→ EXERCISE DESCRIPTION
Continue the article on Durban's needle and syringe program for drug users, starting after its final line.

→ DOCUMENT SECTION
What we do know, says Scheibe, is that Durban is likely to have more injecting drug users than other metros because it has a harbour. “The ports have caused an underground heroin trafficking trade, and it is likely that people involved in it may start injecting too.”
Since it started in 2015, the Step Up project has provided clean needles and syringes to over 1300 drug users in Durban, and provided more than 1000 users with HIV counselling and testing, the organisation’s data shows.
The City of eThekwini is punishing the wrong people for a spill of medical waste on a Durban beach, HIV advocates say. (Reuters Katrina Mason)
People who make use of Step Up’s services are closely monitored, Marks says. “There’s a record of every client, how many needles they take, and where they live.”
Best explains: “This is not an ad hoc service offered without consideration of the risks. It is a carefully considered response based on science, research data and compassion in the face of the HIV epidemic affecting all South Africans.”
Marks says the “moral panic” created by the city’s counsellors and politicians is based on ignorance. “We [at the TB/HIV Care Association] have the same vision as the City. We want a safe, healthy and caring society. But we need help from the government. Drug users can’t do this alone.”
TB/HIV Care discourages their drug users from hiding needles, says Best. “Hiding needles until they can be safely thrown away is one way drug users try to reduce their risk of being arrested, and harm to others.”
The organisation has hosted workshops on the harm reduction programmes for police, but but users are still forced to hide needles to minimise their risk of being arrested, says Best.
The association conducts bi-weekly clean-ups to collect used injecting equipment in 74 locations around eThekwini.
Users are encouraged to return the needles to the association, which then disposes of the medical waste safely. They are given portable containers called ‘sharps’. Once a needle is put into these containers, it cannot be removed.
But Marks says these efforts are undermined because users do not feel safe bringing needles back to the association. “There is nowhere else in the city for users to safely dispose of used needles.”
READ: Why it’s time to stop South Africa’s war on drugs.

→ GIVEN RECORDS
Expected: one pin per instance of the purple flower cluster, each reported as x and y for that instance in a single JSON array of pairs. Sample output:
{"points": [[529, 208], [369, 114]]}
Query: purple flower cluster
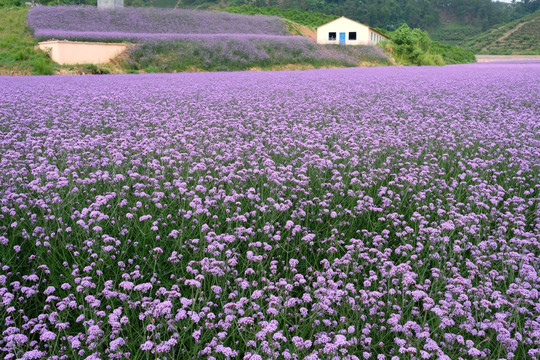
{"points": [[367, 213], [112, 36], [84, 22]]}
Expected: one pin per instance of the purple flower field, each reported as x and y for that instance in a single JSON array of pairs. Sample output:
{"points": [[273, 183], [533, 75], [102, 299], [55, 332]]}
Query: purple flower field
{"points": [[366, 213], [136, 24]]}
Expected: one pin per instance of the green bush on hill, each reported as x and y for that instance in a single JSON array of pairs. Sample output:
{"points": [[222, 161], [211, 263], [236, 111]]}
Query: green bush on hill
{"points": [[17, 47], [414, 47], [307, 18], [509, 39]]}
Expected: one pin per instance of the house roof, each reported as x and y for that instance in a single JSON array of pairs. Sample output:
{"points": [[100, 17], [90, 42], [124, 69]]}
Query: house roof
{"points": [[346, 18]]}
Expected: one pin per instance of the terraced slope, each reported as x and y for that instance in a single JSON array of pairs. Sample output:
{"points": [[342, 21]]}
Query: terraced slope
{"points": [[518, 37]]}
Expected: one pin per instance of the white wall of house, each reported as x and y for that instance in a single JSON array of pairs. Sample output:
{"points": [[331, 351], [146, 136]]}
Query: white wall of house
{"points": [[347, 32]]}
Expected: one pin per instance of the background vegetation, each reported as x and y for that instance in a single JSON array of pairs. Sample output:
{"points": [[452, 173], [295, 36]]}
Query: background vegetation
{"points": [[414, 47], [521, 36], [17, 52]]}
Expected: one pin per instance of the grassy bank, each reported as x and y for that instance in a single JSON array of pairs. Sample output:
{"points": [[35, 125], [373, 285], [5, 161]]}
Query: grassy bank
{"points": [[17, 53]]}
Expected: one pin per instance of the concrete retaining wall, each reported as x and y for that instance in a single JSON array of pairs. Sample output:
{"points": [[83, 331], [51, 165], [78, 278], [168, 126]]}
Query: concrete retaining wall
{"points": [[74, 52]]}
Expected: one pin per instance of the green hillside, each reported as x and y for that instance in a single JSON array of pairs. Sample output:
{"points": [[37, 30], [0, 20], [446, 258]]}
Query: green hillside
{"points": [[17, 52], [521, 36]]}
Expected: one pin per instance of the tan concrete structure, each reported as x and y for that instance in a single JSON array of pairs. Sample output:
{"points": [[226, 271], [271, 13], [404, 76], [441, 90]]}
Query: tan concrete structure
{"points": [[345, 31], [490, 58], [75, 52]]}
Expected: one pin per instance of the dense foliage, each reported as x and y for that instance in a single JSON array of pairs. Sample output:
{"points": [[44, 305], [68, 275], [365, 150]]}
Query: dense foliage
{"points": [[518, 37], [17, 52], [382, 213], [414, 47], [307, 18]]}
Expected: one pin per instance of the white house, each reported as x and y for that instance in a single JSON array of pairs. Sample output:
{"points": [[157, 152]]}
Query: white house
{"points": [[345, 31]]}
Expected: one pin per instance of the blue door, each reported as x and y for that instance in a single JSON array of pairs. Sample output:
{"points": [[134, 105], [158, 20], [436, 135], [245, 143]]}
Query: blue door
{"points": [[341, 38]]}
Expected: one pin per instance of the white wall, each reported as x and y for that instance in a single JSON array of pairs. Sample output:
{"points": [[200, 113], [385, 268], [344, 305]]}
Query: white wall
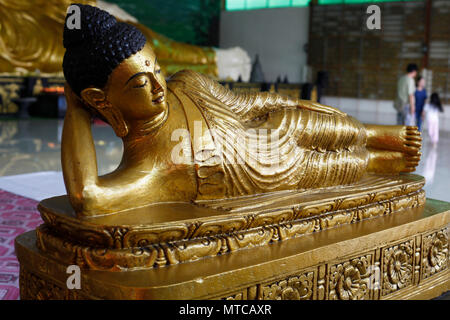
{"points": [[277, 35]]}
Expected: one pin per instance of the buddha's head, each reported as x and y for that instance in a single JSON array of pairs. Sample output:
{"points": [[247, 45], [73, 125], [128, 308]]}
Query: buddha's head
{"points": [[112, 69]]}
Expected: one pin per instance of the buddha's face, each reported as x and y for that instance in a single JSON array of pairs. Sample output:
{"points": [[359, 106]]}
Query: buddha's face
{"points": [[137, 87]]}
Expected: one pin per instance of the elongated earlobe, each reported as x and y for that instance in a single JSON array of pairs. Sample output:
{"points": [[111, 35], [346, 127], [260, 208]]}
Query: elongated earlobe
{"points": [[115, 119], [96, 98]]}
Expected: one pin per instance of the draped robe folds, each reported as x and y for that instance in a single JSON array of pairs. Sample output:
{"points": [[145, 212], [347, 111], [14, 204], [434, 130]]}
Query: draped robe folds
{"points": [[252, 143]]}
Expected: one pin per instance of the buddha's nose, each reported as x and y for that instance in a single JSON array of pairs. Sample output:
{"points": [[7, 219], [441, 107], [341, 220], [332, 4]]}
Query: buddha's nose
{"points": [[156, 86]]}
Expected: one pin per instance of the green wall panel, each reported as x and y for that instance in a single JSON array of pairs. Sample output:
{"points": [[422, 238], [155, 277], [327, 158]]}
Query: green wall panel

→ ANSWER FOR THIS EXERCISE
TB/HIV Care has agreements with the provincial and national health departments to provide harm reduction services. Needle and syringe programmes will form part of the country’s National Drug Master Plan for 2018 to 2022, according to policy, advocacy and human rights manager at the TB/HIV Care Association, Shaun Shelly.
But the future of Durban’s harm reduction programme now hangs in the balance.
Mthunzi Gumede, spokesperson for Durban’s mayor Zandile Gumede, says the city is looking into the matter and seeking legal advice.
In an attempt to stop the shutdown, the organisation has called a meeting with the Durban City Council in early April.
Deptuty mayor Fawzia Peer, who heads the mayoral committee for security and emergency services, has also approached the TB/HIV Care Association to take part in consultations about its needle and syringe programme, Best says.
Durban’s beachfront drama has highlighted the failure of South Africa’s war on drugs, Shelly says. He argues the country’s drug policies are based on apartheid-era forms of social control: “Criminalisation of drugs in this country has nothing to do with what’s best for people.”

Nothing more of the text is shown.